I actually would have liked academic kindergarten since the way they did things when I was a kid felt chaotic to me. (I have never once in my life wanted to be in an environment where small children outnumbered adults, least of all when I was one of the small children!) I was a low energy kid and sitting still and reading was pretty much my speed… But I’m still not sure it was good for me, since I always felt better when I wasn’t in school and was spending more time outside.
Anonymous says
Schools absolutely expect parents to do most of the actual teaching now. When I was in elementary school and our class was assigned its first report, the teacher broke the process down into steps and walked us through each one. We had to turn in a series of assignments that built up to the final draft–a paragraph describing our topic and why we chose it, a bibliography of sources we had checked out from the school library, index cards with notes, an outline, and a rough draft. A kid could do well and learn even with zero parental involvement. When my daughter was assigned her first report, the instructions were basically “turn in a report with a bibliography of at least five sources.” I had to teach her all the steps myself. I have no idea what happens to kids whose parents don’t provide this level of support.

(Extracted data entries)
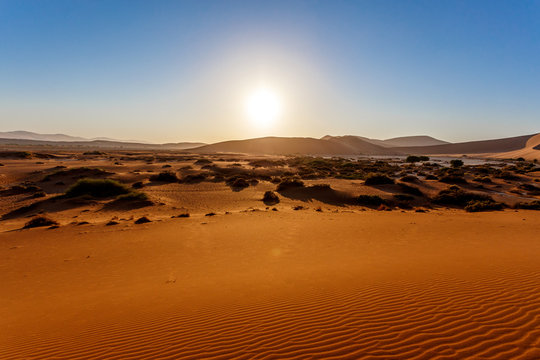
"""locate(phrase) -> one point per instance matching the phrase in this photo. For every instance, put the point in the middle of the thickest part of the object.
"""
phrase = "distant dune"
(471, 147)
(296, 145)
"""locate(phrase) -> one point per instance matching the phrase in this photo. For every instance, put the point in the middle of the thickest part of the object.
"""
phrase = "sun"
(263, 107)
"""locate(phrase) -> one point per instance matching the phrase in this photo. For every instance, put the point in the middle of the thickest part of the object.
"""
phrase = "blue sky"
(181, 70)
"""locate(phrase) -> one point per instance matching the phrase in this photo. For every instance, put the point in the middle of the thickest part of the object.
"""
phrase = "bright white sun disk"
(263, 107)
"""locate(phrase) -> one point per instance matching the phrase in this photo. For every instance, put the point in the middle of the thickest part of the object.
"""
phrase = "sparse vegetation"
(378, 179)
(483, 205)
(370, 200)
(97, 188)
(165, 176)
(39, 221)
(270, 198)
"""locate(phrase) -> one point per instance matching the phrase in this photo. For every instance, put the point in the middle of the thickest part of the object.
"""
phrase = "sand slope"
(471, 147)
(296, 145)
(276, 285)
(531, 150)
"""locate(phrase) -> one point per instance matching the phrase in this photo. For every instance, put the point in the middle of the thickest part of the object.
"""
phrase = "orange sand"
(276, 285)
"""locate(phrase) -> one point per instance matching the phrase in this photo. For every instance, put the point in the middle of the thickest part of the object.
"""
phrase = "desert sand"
(313, 276)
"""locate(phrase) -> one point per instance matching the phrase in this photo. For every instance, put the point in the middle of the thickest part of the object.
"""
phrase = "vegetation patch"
(378, 179)
(165, 176)
(97, 188)
(39, 221)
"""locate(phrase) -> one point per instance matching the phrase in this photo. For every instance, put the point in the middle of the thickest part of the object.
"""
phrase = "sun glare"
(263, 107)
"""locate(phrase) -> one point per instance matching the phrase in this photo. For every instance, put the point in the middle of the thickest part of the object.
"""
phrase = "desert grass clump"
(411, 190)
(270, 198)
(409, 178)
(165, 176)
(378, 179)
(39, 221)
(458, 197)
(533, 205)
(96, 188)
(142, 220)
(483, 205)
(290, 184)
(370, 200)
(133, 196)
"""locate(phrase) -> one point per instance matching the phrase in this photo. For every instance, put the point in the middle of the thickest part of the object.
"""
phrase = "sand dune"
(471, 147)
(531, 151)
(296, 145)
(277, 285)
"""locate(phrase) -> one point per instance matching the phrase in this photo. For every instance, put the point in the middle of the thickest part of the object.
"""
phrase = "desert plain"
(179, 255)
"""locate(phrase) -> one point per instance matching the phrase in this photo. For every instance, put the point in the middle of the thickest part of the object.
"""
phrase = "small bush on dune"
(409, 178)
(97, 188)
(270, 198)
(458, 197)
(290, 184)
(193, 178)
(533, 205)
(410, 190)
(483, 205)
(370, 200)
(165, 176)
(133, 196)
(39, 221)
(378, 179)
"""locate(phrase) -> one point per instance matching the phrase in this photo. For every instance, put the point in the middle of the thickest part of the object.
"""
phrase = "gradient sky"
(168, 71)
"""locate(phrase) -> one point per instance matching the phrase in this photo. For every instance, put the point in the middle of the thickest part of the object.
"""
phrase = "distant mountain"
(31, 138)
(296, 145)
(417, 140)
(27, 135)
(471, 147)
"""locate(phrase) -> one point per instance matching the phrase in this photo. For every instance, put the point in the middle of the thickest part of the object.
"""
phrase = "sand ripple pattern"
(496, 316)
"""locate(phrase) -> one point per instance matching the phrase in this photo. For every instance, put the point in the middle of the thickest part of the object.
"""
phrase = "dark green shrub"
(165, 176)
(290, 184)
(270, 198)
(370, 200)
(97, 188)
(412, 159)
(483, 205)
(533, 205)
(412, 190)
(39, 221)
(378, 179)
(409, 178)
(458, 197)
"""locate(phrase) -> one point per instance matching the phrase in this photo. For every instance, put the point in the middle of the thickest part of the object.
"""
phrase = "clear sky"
(182, 70)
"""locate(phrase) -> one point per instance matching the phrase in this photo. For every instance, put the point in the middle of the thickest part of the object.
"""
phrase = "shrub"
(165, 176)
(410, 190)
(482, 179)
(142, 220)
(289, 184)
(378, 179)
(39, 221)
(458, 197)
(409, 178)
(533, 205)
(412, 159)
(370, 200)
(483, 205)
(270, 198)
(239, 183)
(453, 179)
(98, 188)
(193, 178)
(133, 196)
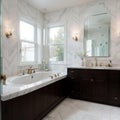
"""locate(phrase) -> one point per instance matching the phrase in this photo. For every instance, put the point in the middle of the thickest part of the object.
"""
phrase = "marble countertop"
(11, 90)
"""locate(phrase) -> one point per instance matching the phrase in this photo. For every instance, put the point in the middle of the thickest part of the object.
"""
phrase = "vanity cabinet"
(34, 105)
(114, 87)
(97, 85)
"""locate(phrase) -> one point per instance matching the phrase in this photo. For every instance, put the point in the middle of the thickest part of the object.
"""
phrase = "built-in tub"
(23, 84)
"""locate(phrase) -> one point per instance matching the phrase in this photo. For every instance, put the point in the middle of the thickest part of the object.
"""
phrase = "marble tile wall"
(12, 12)
(73, 19)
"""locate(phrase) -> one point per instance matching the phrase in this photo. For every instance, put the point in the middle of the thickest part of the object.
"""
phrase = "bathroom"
(46, 17)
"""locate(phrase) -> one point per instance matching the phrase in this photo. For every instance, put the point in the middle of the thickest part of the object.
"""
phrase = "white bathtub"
(20, 85)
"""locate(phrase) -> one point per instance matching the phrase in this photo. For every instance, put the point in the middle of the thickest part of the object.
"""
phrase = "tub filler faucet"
(31, 70)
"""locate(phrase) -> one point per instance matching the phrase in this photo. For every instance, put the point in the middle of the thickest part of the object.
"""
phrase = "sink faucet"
(3, 77)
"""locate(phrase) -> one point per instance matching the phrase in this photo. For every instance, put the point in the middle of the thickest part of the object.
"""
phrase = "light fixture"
(75, 36)
(8, 31)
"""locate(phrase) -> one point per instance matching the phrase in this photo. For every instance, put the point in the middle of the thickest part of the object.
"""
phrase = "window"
(57, 45)
(29, 43)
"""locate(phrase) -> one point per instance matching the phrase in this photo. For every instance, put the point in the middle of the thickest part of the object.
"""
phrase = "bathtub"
(23, 84)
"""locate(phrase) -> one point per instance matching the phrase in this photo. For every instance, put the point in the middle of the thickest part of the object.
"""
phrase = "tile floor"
(71, 109)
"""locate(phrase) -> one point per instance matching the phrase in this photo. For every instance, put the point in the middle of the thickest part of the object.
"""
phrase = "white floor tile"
(71, 109)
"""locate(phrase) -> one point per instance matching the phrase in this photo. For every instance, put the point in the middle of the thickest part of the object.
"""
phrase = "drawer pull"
(115, 98)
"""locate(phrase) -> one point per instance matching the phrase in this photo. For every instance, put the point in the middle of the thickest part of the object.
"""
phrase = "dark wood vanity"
(34, 105)
(97, 85)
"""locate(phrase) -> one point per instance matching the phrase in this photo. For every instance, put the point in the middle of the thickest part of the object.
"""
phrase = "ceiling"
(53, 5)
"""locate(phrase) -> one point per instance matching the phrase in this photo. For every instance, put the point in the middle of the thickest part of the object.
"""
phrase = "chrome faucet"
(96, 63)
(31, 70)
(3, 78)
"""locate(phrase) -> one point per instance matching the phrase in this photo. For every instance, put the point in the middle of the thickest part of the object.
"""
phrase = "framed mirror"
(97, 35)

Task prompt: Extend the comments about schooling and parents' role in teaching, picking up after their final sentence.

Response:
avocado says
My daughter is in high school, and at least in our district expectations are much lower at every level than they were in the schools I attended growing up. My Title 1 elementary school taught the same math in second grade that our district teaches in fourth and fifth grades. The only goal is to cover the state standards, which are very minimal, and there is no differentiation until AP/IB. She has written exactly two essays in her honors English courses over the past two years–one each year for the state test. The expectations in AP courses, which seem quite reasonable to me, have been a rude awakening for all of the kids. I have no idea how they expect these kids to be able to write essays when they start their IB coursework next year. And this is supposedly one of the “best” public high schools in a state known for having “good” public schools.
avocado says
Clarification: There is allegedly differentiation in freshman and sophomore “honors” courses, but these courses are so basic and move so slowly that I don’t know how they could possibly be any different from the regular courses. No differentiation at all in elementary and middle school.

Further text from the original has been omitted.